Exercise brief
Exactly as written, print each record in the listing.

=== Dataset records ===

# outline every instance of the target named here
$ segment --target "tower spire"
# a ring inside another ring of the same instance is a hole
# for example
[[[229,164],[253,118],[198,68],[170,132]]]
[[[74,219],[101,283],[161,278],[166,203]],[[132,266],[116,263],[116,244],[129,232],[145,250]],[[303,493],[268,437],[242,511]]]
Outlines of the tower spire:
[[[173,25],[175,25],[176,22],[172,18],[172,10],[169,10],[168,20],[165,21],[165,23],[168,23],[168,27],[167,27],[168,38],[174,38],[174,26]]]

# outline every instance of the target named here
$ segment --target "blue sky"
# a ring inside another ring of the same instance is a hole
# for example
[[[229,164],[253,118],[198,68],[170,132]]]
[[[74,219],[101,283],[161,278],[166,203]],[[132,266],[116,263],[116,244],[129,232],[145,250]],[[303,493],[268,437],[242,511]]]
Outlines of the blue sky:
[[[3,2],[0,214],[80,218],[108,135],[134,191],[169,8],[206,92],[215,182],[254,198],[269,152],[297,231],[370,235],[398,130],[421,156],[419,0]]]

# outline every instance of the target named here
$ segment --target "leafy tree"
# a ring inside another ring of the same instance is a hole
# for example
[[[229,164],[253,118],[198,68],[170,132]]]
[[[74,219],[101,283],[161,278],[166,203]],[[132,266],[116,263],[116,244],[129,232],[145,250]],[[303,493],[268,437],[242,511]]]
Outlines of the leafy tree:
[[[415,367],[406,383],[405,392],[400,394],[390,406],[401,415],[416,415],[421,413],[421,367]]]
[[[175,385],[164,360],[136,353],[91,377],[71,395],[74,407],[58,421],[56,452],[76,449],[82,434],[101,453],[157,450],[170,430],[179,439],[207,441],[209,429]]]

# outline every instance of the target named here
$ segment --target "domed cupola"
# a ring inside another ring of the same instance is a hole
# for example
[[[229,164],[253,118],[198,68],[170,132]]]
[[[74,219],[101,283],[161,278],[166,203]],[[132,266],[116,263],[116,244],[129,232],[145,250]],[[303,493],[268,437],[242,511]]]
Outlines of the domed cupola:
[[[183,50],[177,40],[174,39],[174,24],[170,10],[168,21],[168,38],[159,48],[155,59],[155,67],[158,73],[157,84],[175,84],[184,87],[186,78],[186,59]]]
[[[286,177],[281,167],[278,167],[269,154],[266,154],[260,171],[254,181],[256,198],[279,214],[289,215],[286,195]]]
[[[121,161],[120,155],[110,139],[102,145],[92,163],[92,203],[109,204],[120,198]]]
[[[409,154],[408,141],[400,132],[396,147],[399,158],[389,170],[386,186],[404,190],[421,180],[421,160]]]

===

Written answer
# outline every instance of the target named here
$ segment --target "tower spire"
# a ring inside another ring of the same instance is a hole
# for example
[[[229,164],[253,118],[198,68],[170,132]]]
[[[74,219],[101,283],[161,278],[166,203]],[[132,266],[116,263],[116,244],[129,232],[145,250]],[[303,493],[268,437],[242,511]]]
Outlines of the tower spire:
[[[173,25],[175,25],[176,22],[172,18],[172,10],[169,10],[168,20],[165,21],[165,23],[168,23],[168,27],[167,27],[168,38],[174,38],[174,26]]]

# outline every instance of the target named here
$ segment --target "blue sky"
# a ring inside another ring of the same instance is a hole
# for example
[[[229,164],[253,118],[198,68],[170,132]]]
[[[74,219],[101,283],[161,278],[166,203]],[[132,266],[116,263],[116,244],[129,232],[145,250]],[[303,493],[268,437],[242,511]]]
Outlines of the blue sky:
[[[3,2],[0,214],[80,218],[108,135],[134,191],[169,8],[206,92],[215,182],[254,198],[269,152],[297,231],[370,235],[398,130],[421,156],[419,0]]]

# outline every instance of the target named here
$ segment --target "leafy tree"
# a ring inside another ring of the same instance is a hole
# for example
[[[229,164],[253,118],[198,68],[170,132]]]
[[[74,219],[101,283],[161,278],[166,203]],[[132,266],[116,263],[116,244],[129,232],[145,250]],[[303,493],[268,437],[242,511]]]
Outlines of the leafy tree:
[[[415,367],[406,383],[405,392],[400,394],[390,406],[401,415],[416,415],[421,413],[421,367]]]
[[[175,385],[164,360],[136,353],[91,377],[71,395],[74,407],[58,421],[56,452],[76,449],[82,434],[101,453],[157,450],[170,430],[179,439],[207,441],[209,429]]]

# outline every instance of the target named here
$ segment --target "domed cupola"
# a ring inside another ring of the same instance is a hole
# for example
[[[229,164],[253,118],[198,68],[170,132]]]
[[[74,219],[101,283],[161,278],[166,203]],[[132,266],[116,263],[116,244],[129,232],[145,250]],[[303,493],[268,437],[242,511]]]
Outlines of the domed cupola:
[[[183,50],[177,40],[174,39],[174,24],[170,10],[168,21],[168,38],[159,48],[155,59],[155,67],[158,73],[157,84],[175,84],[184,87],[186,78],[186,59]]]
[[[286,177],[281,167],[278,167],[269,154],[266,154],[260,171],[254,181],[256,198],[279,214],[289,215],[286,195]]]
[[[121,161],[120,155],[110,139],[102,145],[92,163],[92,203],[109,204],[120,198]]]
[[[409,154],[408,141],[400,132],[396,147],[399,158],[389,170],[386,186],[404,190],[421,180],[421,160]]]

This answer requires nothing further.